Please give the lines from the one containing "hair. Report pixel corners as JSON arrays." through the one containing "[[79, 1, 252, 82]]", changing "tight" to "snug" and leaving everything else the same. Return only those lines.

The input:
_ _ _ _

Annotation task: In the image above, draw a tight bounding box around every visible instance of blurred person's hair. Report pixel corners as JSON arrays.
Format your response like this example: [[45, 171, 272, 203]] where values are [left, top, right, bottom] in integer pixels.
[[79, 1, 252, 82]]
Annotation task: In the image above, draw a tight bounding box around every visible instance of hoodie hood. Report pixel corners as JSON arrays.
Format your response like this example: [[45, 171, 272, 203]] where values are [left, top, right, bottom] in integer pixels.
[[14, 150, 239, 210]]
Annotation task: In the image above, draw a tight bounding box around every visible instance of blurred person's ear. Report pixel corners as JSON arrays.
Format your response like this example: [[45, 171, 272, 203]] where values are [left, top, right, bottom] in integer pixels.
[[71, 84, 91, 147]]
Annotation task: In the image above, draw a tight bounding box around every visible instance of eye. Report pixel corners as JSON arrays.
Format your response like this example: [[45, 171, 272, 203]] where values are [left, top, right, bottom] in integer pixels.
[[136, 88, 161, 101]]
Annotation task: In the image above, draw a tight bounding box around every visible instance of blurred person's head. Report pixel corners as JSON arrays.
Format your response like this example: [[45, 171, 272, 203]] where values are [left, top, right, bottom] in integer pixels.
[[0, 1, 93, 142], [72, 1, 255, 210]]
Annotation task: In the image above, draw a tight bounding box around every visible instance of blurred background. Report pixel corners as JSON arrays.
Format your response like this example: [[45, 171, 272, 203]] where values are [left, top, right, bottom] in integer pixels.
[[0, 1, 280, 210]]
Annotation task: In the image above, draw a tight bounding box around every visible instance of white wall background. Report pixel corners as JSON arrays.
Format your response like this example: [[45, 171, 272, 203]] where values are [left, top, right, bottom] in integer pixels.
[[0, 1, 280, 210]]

_ _ _ _

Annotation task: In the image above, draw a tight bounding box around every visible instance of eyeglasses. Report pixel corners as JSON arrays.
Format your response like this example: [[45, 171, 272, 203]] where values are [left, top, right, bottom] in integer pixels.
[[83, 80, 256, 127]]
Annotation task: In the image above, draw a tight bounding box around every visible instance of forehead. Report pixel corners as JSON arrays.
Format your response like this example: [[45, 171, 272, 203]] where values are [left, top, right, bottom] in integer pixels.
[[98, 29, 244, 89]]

_ _ _ _

Result of the exercise:
Annotation task: In the image above, draw a snug bounding box around every visible instance of blurred person's hair. Report pixel corners as JSON arrays.
Format your response like this example: [[45, 171, 272, 203]] where values are [left, top, right, bottom] in integer pixels.
[[79, 1, 252, 82]]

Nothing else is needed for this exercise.